Exercise brief: Turn these records into a two-column CSV with the header instruction,keypoints and one row per record. Put each record's text and its answer in their own quoted fields with line breaks replaced by spaces, and leave the pictures out.

(begin)

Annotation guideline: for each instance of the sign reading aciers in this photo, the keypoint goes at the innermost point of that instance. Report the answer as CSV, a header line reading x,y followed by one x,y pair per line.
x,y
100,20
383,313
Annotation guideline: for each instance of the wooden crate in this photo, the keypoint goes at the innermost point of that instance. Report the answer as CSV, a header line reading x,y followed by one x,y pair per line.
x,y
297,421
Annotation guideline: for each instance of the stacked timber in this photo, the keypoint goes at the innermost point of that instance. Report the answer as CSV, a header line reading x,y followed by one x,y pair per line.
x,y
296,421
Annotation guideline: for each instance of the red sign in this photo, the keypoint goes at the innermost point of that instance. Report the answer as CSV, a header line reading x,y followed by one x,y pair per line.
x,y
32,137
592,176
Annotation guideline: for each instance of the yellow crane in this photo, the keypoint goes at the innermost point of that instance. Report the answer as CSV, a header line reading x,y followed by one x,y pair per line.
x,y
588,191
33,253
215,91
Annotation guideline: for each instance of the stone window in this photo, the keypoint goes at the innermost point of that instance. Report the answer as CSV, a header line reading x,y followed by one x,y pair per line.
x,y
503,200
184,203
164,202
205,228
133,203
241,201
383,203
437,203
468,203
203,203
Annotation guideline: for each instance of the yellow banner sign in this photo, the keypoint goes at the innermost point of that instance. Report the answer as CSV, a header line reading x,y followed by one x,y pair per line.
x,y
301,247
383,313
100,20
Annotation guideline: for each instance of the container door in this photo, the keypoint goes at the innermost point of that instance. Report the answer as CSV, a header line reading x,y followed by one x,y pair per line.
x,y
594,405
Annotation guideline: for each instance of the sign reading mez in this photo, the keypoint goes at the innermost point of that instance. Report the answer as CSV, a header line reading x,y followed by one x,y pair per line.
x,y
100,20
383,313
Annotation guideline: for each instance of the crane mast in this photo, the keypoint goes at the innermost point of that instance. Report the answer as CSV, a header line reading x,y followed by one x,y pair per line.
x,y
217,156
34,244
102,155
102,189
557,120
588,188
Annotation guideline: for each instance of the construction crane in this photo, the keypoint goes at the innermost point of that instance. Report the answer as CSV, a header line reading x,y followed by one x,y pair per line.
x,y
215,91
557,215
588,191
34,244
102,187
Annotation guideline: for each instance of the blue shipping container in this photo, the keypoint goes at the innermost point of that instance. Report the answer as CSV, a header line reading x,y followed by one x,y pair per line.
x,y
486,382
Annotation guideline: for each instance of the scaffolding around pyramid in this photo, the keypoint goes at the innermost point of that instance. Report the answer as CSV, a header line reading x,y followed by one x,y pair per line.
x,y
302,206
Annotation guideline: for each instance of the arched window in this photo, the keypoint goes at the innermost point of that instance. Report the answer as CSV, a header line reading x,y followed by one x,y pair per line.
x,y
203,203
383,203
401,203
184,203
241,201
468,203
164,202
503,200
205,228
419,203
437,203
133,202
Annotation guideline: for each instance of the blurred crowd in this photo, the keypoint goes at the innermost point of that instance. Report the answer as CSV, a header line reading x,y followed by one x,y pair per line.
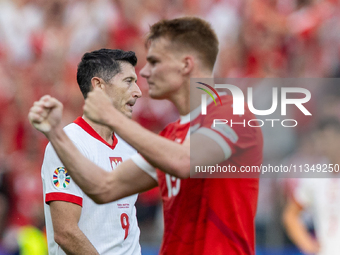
x,y
41,43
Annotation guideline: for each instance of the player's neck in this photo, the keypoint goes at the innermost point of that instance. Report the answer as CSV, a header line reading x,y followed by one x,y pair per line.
x,y
187,99
103,131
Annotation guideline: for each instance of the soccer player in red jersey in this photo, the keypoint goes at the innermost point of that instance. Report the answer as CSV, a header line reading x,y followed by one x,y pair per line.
x,y
201,215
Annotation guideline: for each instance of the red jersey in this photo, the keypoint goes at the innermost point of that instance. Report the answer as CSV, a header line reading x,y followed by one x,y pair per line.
x,y
213,216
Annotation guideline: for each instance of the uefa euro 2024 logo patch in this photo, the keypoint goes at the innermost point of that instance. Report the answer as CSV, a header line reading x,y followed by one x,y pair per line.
x,y
61,178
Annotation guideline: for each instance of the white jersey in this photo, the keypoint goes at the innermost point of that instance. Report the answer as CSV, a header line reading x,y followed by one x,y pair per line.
x,y
323,197
112,228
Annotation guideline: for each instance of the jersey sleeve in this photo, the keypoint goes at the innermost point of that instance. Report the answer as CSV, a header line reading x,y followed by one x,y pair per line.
x,y
144,165
58,184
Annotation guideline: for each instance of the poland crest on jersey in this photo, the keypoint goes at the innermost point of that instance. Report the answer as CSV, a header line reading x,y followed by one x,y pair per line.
x,y
61,178
115,161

(end)

Response:
instruction,keypoints
"Annotation guideline: for each instance of the sign reading aciers in this photo, the keypoint goes at the innermost point of that instance. Report the answer as CSV, a header line reading x,y followed by one x,y pair per line.","x,y 100,20 383,313"
"Annotation guideline: for each instance of the wooden crate in this photo, the keypoint goes at the innermost point of that instance. Report the answer as CSV, a header line reading x,y followed by one x,y pair per line.","x,y 297,421"
"Annotation guideline: for each instance of the stacked timber in this photo, the keypoint goes at the innermost point of that instance. Report the answer as CSV, a header line reading x,y followed by one x,y pair per line.","x,y 296,421"
"Annotation guideline: for each instance of the red sign in this photo, the keypoint goes at the innermost point of that instance. Report the answer as CSV, a header line reading x,y followed by one x,y pair per line.","x,y 32,137 592,176"
"Annotation guideline: for each instance of the yellow crane in this photo, the keypoint goes at the innermost point of that instance. Report the answer as CSV, a header line reading x,y followed by one x,y pair per line.","x,y 588,191 33,253 215,91"
"Annotation guideline: for each instance of the stone window in this photo, the keypoint goes at the innermost point of that instance. Report the answer as CSV, a header line reading x,y followed by one x,y pair per line.","x,y 503,200 184,203 164,202 205,228 133,203 241,201 383,203 437,203 468,203 203,203"
"Annotation guideline: for each instance of the yellow banner sign in this photo, the keypoint goes at the innermost point of that instance. Report the answer as CSV, a header line reading x,y followed by one x,y pair per line.","x,y 301,247 383,313 100,20"
"Annotation guideline: for each instance of the container door in this photo, the keypoint goes at the innermost point of that instance. Report the answer as CSV, a header line reading x,y followed by one x,y pair per line.","x,y 594,405"
"Annotation guideline: for each instance of the sign reading mez in this photo, the keypoint goes at the innermost point of that instance. Report the answer as CSV, a header line reading x,y followed by one x,y pair per line.","x,y 100,20 383,313"
"Annotation guideline: for each instance of the crane mast in this photo, the keypoint goes at the innermost point of that instance. Report the answer as CSV, a header line reading x,y followed by one x,y pair per line.","x,y 217,156 34,244 102,155 102,189 557,120 588,188"
"Annotation guideline: for each instance of the construction crane in this photo, the keypoint goes at the innermost point of that instance. Report the answer as CSV, a header line reading x,y followed by one x,y pair per line.","x,y 215,91 557,215 588,191 34,244 102,187"
"Annotation guideline: for each instance of the blue shipping container in this photo, the keypoint goes at the innermost point of that instance. Report the answer as CSV, a header line reading x,y followed by one x,y pair per line.","x,y 486,382"
"Annotation guideline: for each instance of the scaffolding around pyramid in this photo, the keypoint goes at the innermost point of that instance. Report the answer as CSV, a header line reading x,y followed by one x,y pair per line.","x,y 302,206"
"Annotation guideline: for each instance of the arched window in this photo, the keypoint goes at the innermost point of that instance. Report the answer as CSV, a header line reading x,y followed by one x,y pair per line.","x,y 203,203 383,203 401,203 184,203 241,201 468,203 164,202 503,200 205,228 419,203 437,203 133,202"
"Annotation guideline: for each instance of the blurred crowd in this photo, the keypoint goes at the innermost point of that instance. Report the answer as CSV, a header line reading x,y followed by one x,y pair per line.","x,y 41,43"
"Annotation guideline: for each instance of the player's neck in this photo, the keypoint goes at the innermost point of that instance. Report the answer as CSV, a header line reading x,y followed by one x,y pair per line.","x,y 187,99 103,131"
"Annotation guideline: for each instance of the soccer player in red jersey in this photo, the keypoint goes at the innermost point of that instance. Report the answer as CSV, a header line reading x,y followed by one x,y pair per line.","x,y 201,215"
"Annotation guideline: for each instance of the red jersey in this photo, the keypoint goes at the innermost point of that instance. Report the answer as CSV, a header line reading x,y followed by one x,y pair per line.","x,y 213,216"
"Annotation guideline: for each instance of the uefa euro 2024 logo patch in this photo, the keypoint goes at the innermost point of that instance. Report the answer as CSV, a header line reading x,y followed by one x,y pair per line.","x,y 61,178"
"Annotation guideline: for each instance of the white jersey in this photo, the keypoint goes at the innermost point of that instance. Report the answer as CSV, a header line reading x,y followed by one x,y pair per line.","x,y 323,197 112,228"
"Annotation guideline: for each instance of the jersey sleeve in this photo, the keypoint goes at the innermost point of that instance. Report the answer as CSV, a header line reading x,y followed by one x,y pair per line.","x,y 144,165 58,184"
"Annotation guideline: for each instance of the poland crest on jersey in this photo, the keypoint goes at the innermost point of that instance. Report the answer as CSV, a header line reading x,y followed by one x,y pair per line.","x,y 61,178 115,161"